#### WHAT THE TASK REQUIRES:
Copy every line of the data that contains the string "wheel".

(RECORDS SUPPLIED Opens)

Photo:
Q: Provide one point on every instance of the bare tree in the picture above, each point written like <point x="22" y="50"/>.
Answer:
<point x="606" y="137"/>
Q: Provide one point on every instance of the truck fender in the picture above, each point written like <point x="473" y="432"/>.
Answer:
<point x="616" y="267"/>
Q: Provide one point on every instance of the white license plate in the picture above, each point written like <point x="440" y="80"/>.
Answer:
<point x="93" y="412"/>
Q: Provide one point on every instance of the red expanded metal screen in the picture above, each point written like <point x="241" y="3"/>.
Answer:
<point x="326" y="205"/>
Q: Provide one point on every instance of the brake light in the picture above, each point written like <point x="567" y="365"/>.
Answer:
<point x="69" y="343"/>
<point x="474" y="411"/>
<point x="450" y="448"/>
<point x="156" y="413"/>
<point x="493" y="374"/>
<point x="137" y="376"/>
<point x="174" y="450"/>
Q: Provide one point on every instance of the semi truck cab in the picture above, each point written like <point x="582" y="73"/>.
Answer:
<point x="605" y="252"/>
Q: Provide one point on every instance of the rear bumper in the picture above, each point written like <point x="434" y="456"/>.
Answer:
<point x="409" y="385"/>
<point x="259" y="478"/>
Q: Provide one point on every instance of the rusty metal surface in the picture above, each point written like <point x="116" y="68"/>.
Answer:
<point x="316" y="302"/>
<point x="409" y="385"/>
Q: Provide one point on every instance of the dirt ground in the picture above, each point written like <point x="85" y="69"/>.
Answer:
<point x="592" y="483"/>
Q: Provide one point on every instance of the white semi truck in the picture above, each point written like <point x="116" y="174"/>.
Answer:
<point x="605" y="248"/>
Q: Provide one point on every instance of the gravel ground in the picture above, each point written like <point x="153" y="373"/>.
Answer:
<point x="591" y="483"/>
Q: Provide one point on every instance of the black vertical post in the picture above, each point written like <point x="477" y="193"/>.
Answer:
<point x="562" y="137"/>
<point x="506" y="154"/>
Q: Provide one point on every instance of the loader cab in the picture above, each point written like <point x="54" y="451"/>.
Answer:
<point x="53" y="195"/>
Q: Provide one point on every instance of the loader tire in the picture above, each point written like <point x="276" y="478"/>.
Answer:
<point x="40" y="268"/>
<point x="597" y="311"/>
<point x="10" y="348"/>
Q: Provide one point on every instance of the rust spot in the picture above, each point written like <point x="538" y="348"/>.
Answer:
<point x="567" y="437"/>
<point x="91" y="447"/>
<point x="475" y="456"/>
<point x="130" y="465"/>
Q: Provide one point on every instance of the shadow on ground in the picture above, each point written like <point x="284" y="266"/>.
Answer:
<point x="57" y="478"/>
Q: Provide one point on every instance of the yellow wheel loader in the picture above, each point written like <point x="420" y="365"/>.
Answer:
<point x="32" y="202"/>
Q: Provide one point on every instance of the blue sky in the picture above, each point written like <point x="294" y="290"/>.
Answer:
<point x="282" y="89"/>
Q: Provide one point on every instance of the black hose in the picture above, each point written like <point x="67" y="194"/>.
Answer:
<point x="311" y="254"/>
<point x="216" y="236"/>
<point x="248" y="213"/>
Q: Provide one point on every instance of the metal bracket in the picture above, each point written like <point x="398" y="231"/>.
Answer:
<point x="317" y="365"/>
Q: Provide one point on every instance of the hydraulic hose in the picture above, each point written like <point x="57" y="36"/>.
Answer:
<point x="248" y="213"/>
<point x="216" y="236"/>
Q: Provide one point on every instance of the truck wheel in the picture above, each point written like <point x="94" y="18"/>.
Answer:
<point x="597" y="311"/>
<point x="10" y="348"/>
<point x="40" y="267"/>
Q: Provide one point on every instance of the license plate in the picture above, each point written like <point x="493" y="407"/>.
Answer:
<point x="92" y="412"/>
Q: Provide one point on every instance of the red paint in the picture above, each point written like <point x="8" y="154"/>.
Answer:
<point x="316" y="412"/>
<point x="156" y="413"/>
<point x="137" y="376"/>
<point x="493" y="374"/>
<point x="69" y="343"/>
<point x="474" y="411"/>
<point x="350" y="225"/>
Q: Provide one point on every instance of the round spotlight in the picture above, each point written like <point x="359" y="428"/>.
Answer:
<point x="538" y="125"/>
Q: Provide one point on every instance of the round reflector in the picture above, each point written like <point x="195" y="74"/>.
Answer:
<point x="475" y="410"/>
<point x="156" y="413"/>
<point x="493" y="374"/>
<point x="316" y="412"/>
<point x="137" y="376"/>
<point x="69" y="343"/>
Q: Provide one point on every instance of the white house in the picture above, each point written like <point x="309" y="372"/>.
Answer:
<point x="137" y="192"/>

(RECORDS SUPPLIED Closes)

#### RESULT FOR THIS EXERCISE:
Q: Provide one point on every instance of the yellow wheel loader in the picture above, each point written like <point x="420" y="365"/>.
Q: Provide one point on every instance of the truck wheel in the picture above, each point written like <point x="94" y="18"/>.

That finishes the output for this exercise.